PROVIDED INFORMATION:

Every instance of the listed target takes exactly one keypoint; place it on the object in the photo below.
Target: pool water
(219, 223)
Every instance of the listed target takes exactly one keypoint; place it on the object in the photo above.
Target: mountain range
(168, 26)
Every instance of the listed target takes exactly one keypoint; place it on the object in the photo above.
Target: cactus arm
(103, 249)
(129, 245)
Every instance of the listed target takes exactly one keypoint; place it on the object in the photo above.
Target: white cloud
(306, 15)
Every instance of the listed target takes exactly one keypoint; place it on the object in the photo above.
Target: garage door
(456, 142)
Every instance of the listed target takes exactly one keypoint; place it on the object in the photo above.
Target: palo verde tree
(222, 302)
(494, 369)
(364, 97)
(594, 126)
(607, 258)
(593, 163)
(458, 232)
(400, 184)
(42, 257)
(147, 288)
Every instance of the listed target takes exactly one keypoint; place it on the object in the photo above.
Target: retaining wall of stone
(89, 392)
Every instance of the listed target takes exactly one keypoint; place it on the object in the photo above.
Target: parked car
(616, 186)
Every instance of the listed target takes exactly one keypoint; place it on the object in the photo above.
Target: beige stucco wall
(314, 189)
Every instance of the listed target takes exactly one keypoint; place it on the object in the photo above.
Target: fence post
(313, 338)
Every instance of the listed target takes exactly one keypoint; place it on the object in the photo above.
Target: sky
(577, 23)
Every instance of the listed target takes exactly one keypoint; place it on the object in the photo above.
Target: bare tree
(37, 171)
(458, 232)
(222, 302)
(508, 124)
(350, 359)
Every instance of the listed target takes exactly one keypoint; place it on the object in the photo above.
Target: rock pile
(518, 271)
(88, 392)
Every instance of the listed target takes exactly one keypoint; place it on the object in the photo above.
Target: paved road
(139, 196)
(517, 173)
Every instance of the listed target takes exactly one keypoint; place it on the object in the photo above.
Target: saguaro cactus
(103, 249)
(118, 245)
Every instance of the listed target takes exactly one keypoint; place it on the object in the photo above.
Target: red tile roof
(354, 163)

INSTRUCTIONS FOR THE TASK: No line before the one containing "Target: saguaro cactus" should be copied; restate that line and all the rest through the end of the data above word for word.

FINISHED EXERCISE:
Target: saguaro cactus
(103, 249)
(118, 245)
Every instance of the listed target takes exactly one keypoint; place it on the object in the photo above.
Target: red tile roof
(354, 163)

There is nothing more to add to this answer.